## What the exercise asks
Put the material below into a JSON list of strings, one string per line, from its start up to and including the line containing "[(351, 311)]". Omit blank lines and leave the pictures out.

◇ ◇ ◇ ◇

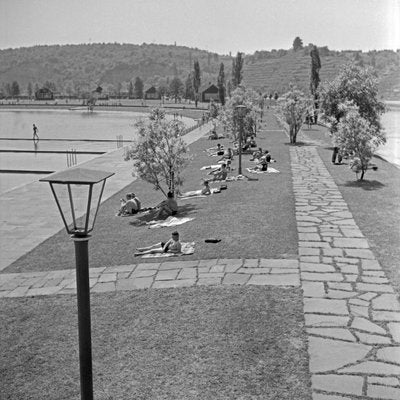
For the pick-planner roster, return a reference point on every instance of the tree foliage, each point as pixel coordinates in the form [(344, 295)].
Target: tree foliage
[(315, 67), (176, 88), (15, 90), (356, 136), (196, 80), (237, 73), (297, 43), (231, 118), (355, 85), (292, 108), (138, 88), (221, 84), (159, 153)]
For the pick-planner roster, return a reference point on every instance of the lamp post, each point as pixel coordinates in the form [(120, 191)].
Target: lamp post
[(73, 190), (242, 110)]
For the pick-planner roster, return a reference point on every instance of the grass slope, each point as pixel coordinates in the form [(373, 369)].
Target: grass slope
[(374, 203), (253, 219), (197, 343)]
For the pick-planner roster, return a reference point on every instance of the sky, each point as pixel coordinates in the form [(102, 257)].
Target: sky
[(220, 26)]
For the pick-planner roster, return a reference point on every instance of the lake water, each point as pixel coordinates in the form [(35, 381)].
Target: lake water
[(63, 130), (59, 131)]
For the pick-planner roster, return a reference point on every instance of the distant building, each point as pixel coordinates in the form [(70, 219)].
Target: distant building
[(209, 92), (152, 93), (44, 94)]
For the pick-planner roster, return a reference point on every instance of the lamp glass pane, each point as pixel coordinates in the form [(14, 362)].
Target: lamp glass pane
[(73, 200)]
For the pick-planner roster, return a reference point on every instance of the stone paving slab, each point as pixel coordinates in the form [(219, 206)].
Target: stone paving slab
[(351, 311)]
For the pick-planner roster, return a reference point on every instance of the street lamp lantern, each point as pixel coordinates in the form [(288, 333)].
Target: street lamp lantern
[(75, 190), (242, 111)]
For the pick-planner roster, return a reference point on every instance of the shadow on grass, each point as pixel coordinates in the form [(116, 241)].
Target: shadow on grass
[(365, 184), (299, 144), (184, 210)]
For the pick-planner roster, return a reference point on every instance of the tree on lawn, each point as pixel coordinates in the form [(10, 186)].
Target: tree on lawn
[(196, 81), (315, 67), (292, 107), (130, 90), (230, 117), (357, 136), (189, 90), (159, 153), (221, 84), (138, 88), (176, 88), (356, 85), (15, 91), (297, 44), (237, 66)]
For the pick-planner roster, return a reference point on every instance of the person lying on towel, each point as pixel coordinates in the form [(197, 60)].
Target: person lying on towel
[(172, 246), (220, 174), (167, 207)]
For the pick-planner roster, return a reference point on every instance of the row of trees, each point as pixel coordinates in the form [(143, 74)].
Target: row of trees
[(349, 105)]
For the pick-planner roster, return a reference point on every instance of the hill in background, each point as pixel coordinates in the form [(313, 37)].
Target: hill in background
[(75, 69)]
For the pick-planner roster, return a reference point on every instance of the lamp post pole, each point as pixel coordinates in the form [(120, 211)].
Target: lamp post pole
[(240, 145), (84, 324)]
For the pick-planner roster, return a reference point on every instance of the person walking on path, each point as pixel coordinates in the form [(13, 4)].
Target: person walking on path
[(35, 131), (336, 153)]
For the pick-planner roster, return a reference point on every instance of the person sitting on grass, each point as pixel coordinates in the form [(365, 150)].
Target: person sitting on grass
[(167, 207), (250, 142), (173, 245), (228, 155), (220, 174), (216, 151), (129, 206), (257, 154)]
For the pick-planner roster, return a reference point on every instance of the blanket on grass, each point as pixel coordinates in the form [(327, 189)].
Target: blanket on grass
[(187, 248), (170, 221), (196, 194), (270, 170)]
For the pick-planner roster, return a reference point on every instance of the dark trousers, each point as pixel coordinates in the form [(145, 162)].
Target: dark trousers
[(336, 154)]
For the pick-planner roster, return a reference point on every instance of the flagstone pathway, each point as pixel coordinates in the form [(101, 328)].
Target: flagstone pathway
[(352, 314)]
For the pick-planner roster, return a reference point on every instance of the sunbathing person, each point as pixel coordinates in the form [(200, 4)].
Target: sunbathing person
[(250, 142), (167, 207), (129, 206), (220, 174), (228, 155), (216, 151), (257, 154), (172, 246)]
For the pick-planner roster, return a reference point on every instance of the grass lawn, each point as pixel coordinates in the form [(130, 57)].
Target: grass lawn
[(194, 343), (253, 219), (374, 203)]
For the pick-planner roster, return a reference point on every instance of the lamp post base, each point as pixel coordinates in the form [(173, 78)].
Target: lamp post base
[(84, 325)]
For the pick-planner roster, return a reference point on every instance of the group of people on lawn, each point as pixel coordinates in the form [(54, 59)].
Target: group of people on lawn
[(169, 207)]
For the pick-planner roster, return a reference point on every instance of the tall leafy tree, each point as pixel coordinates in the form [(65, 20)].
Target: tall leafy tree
[(189, 90), (292, 108), (356, 135), (237, 73), (196, 81), (221, 84), (297, 43), (15, 90), (29, 90), (159, 153), (130, 90), (138, 88), (355, 85), (315, 67), (176, 88)]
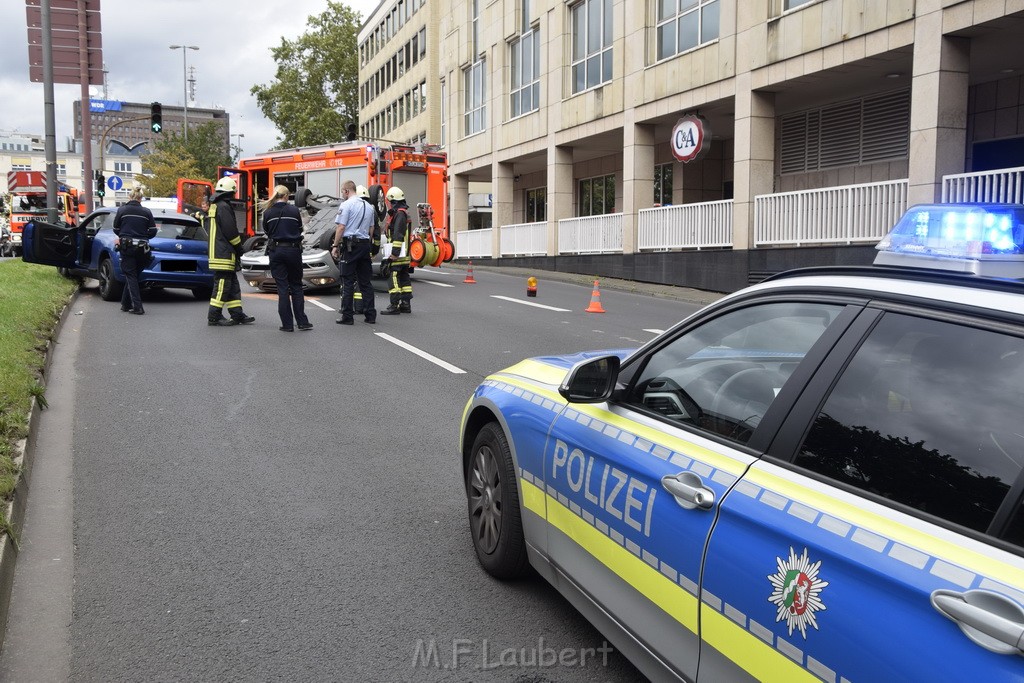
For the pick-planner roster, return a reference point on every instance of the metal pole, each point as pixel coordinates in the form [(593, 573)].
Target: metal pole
[(83, 67), (50, 144), (184, 86)]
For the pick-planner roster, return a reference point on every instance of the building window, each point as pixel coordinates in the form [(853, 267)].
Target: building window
[(682, 25), (591, 44), (663, 184), (525, 90), (475, 91), (850, 133), (537, 205), (597, 196)]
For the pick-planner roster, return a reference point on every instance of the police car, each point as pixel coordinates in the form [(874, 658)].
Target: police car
[(817, 477)]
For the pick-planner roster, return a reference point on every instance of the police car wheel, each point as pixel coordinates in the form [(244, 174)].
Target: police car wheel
[(493, 498), (110, 288)]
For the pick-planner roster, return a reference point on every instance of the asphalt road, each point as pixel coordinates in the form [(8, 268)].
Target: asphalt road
[(249, 504)]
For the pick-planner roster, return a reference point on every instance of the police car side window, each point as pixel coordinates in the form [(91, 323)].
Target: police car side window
[(927, 414), (723, 375)]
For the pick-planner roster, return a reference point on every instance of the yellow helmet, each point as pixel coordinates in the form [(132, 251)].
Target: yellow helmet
[(226, 184)]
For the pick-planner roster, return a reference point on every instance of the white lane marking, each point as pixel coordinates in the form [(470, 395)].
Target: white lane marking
[(529, 303), (423, 354), (316, 302)]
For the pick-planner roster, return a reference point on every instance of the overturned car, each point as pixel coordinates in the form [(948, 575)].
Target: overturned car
[(318, 268)]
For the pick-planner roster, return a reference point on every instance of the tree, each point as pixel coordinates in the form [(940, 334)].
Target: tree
[(165, 166), (173, 158), (314, 93)]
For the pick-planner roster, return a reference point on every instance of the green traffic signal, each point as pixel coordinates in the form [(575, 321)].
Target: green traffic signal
[(156, 117)]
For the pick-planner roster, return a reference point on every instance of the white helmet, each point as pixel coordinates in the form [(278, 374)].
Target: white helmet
[(226, 184)]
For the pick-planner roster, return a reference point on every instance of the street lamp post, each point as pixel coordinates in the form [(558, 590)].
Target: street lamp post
[(238, 143), (184, 74)]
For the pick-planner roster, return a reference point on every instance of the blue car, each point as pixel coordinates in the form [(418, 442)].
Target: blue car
[(179, 252)]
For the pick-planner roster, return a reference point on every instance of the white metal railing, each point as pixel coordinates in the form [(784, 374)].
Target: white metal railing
[(524, 240), (473, 244), (829, 215), (685, 226), (591, 235), (1005, 185)]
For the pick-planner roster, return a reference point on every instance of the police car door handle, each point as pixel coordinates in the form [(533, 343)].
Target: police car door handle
[(689, 491), (991, 621)]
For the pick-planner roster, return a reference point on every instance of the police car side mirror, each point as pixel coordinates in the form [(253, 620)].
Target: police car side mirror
[(591, 381)]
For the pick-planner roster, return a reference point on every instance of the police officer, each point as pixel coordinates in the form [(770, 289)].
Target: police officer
[(134, 226), (399, 229), (225, 257), (352, 243), (283, 226)]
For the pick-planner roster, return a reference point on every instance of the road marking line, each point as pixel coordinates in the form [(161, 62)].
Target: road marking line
[(316, 302), (423, 354), (529, 303)]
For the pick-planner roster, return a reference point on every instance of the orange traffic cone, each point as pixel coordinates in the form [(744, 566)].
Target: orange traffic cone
[(595, 301)]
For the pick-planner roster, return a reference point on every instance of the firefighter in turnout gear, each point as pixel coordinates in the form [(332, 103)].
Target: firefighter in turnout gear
[(225, 258), (398, 231)]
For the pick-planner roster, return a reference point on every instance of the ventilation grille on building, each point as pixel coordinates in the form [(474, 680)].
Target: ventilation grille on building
[(860, 131)]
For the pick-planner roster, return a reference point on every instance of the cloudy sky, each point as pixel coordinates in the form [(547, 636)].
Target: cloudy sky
[(235, 41)]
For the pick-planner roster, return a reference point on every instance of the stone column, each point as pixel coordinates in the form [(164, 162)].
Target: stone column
[(938, 108), (638, 176), (560, 190), (755, 157), (502, 198)]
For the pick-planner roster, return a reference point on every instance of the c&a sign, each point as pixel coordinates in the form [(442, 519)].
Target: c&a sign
[(690, 138)]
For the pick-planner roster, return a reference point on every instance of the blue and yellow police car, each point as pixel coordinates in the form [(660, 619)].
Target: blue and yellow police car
[(819, 477)]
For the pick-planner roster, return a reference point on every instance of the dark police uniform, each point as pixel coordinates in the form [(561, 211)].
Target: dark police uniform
[(398, 230), (225, 254), (134, 226), (283, 225)]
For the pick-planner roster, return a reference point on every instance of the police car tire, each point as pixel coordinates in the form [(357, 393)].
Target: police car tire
[(508, 559), (110, 288)]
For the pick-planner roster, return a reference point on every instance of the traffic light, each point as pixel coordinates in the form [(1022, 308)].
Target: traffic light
[(156, 117)]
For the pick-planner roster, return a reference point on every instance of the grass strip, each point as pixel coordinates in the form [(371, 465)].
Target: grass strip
[(31, 300)]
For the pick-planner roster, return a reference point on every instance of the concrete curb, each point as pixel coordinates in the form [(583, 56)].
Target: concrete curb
[(24, 458), (648, 289)]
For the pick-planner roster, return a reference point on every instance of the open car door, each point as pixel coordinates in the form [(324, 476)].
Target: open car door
[(50, 245)]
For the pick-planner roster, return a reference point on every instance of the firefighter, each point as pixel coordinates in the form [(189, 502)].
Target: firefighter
[(225, 258), (398, 232)]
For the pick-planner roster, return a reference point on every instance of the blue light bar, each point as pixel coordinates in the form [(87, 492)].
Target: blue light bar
[(958, 237)]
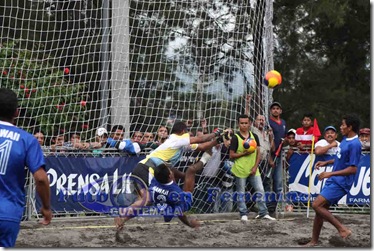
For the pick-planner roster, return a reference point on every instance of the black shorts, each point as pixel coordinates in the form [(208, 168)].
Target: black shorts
[(142, 171)]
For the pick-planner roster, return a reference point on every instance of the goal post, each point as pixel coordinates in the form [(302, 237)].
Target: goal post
[(135, 63)]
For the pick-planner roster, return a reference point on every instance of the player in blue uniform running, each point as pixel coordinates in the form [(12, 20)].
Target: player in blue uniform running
[(17, 149), (339, 180)]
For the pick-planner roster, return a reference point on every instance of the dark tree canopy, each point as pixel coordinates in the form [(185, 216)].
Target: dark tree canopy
[(323, 53)]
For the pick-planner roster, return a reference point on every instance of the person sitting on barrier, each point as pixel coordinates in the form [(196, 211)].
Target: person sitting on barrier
[(75, 141), (125, 145), (39, 135), (170, 200), (329, 144), (18, 149), (291, 143), (364, 137), (58, 142), (339, 181), (169, 153), (305, 132)]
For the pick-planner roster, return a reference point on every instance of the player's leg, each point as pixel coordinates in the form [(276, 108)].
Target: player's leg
[(317, 227), (257, 185), (321, 207), (8, 233), (189, 179), (240, 197), (141, 174)]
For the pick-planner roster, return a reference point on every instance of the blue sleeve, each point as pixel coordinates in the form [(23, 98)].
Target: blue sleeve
[(129, 147), (234, 143), (355, 154), (34, 155)]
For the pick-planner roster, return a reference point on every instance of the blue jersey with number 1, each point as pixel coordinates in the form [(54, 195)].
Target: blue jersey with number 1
[(18, 149)]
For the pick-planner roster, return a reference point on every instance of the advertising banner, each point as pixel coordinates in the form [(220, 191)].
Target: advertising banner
[(89, 183), (299, 172)]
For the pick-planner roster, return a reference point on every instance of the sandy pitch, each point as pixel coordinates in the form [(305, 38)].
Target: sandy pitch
[(218, 230)]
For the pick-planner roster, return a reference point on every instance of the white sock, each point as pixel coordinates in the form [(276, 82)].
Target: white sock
[(205, 158)]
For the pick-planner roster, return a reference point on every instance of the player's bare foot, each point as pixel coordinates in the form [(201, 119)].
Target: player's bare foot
[(119, 223), (345, 233), (309, 244)]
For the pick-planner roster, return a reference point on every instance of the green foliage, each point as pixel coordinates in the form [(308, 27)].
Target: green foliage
[(47, 99), (323, 54)]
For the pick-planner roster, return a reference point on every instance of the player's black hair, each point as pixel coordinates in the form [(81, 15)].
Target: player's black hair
[(352, 120), (307, 115), (244, 116), (8, 103), (162, 173), (37, 130), (178, 127), (117, 127)]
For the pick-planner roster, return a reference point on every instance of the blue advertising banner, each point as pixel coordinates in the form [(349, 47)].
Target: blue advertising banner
[(299, 179), (87, 183)]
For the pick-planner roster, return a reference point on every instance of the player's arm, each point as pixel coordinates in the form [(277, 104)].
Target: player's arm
[(189, 222), (345, 172), (206, 145), (258, 155), (202, 138), (323, 149), (324, 163), (43, 190)]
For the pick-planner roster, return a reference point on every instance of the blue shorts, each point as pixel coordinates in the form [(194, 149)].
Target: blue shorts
[(8, 233), (332, 192)]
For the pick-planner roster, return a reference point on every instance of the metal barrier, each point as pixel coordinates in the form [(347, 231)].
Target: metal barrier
[(202, 184)]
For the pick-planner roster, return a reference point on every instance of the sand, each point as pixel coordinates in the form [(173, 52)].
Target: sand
[(216, 230)]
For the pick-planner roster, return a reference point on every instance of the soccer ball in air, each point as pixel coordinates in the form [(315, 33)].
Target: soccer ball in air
[(250, 145), (273, 79)]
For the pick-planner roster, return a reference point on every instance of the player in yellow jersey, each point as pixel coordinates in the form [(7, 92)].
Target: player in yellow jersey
[(169, 153)]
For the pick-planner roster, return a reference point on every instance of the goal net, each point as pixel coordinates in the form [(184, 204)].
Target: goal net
[(80, 64)]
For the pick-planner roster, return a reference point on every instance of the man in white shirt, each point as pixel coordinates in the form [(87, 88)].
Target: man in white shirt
[(328, 145)]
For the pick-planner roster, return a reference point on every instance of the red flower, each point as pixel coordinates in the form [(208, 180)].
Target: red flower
[(83, 103)]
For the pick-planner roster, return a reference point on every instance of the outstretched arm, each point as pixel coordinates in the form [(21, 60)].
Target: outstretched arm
[(202, 138)]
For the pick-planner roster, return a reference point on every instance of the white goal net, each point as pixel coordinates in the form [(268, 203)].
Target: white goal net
[(80, 64)]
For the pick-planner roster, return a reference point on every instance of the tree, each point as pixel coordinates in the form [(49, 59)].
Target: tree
[(323, 53)]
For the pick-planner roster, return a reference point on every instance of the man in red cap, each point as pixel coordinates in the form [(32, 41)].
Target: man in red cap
[(364, 137)]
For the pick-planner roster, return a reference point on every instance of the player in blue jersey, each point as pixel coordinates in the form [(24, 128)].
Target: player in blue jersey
[(17, 149), (339, 180), (167, 197)]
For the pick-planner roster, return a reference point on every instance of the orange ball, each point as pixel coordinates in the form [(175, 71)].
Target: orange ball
[(273, 79)]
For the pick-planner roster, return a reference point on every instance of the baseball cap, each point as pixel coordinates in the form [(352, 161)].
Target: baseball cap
[(365, 131), (329, 128), (291, 131), (101, 131), (275, 104)]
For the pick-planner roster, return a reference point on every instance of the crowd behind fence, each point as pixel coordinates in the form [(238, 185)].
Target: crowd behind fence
[(69, 166)]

◇ ◇ ◇ ◇

## The reply
[
  "For the pick-planner roster, return a reference point on every instance of the tree foliage, each point as pixel coordinates in the form [(344, 295)].",
  "Target: tree foliage",
  "[(315, 67), (176, 88), (15, 90), (356, 136), (196, 80), (237, 73), (297, 43), (231, 118), (355, 85), (292, 108), (138, 88), (221, 84), (159, 153)]",
  "For the pick-planner roster, return a reference point on every instance of the lamp post, each point as pixel coordinates in the form [(120, 191)].",
  "Target: lamp post",
  "[(73, 190), (242, 110)]",
  "For the pick-planner roster, return a reference point on every instance of the grass slope, each point as pixel coordinates in the form [(373, 369)].",
  "Target: grass slope",
  "[(374, 203), (253, 219), (197, 343)]",
  "For the pick-planner roster, return a reference point on every instance of the sky, each point as pixel coordinates in the form [(102, 257)].",
  "Target: sky",
  "[(220, 26)]",
  "For the pick-planner roster, return a reference point on every instance of the lake water, each point as pixel coordinates in the form [(35, 381)].",
  "Target: lake water",
  "[(63, 130), (59, 131)]",
  "For the pick-planner roster, return a reference point on every instance of the distant building, each point as pixel coordinates in the form [(70, 219)].",
  "Target: distant building",
  "[(209, 92), (152, 93), (44, 94)]",
  "For the pick-planner roster, return a reference point on every instance of the lamp glass pane, each point as pixel coordinates in the form [(14, 362)].",
  "Target: lamp glass pane",
  "[(73, 200)]",
  "For the pick-planner roster, return a reference point on every instance of the stone paving slab, each point as pixel coordinates in the form [(219, 206)].",
  "Target: stone paving slab",
  "[(351, 311)]"
]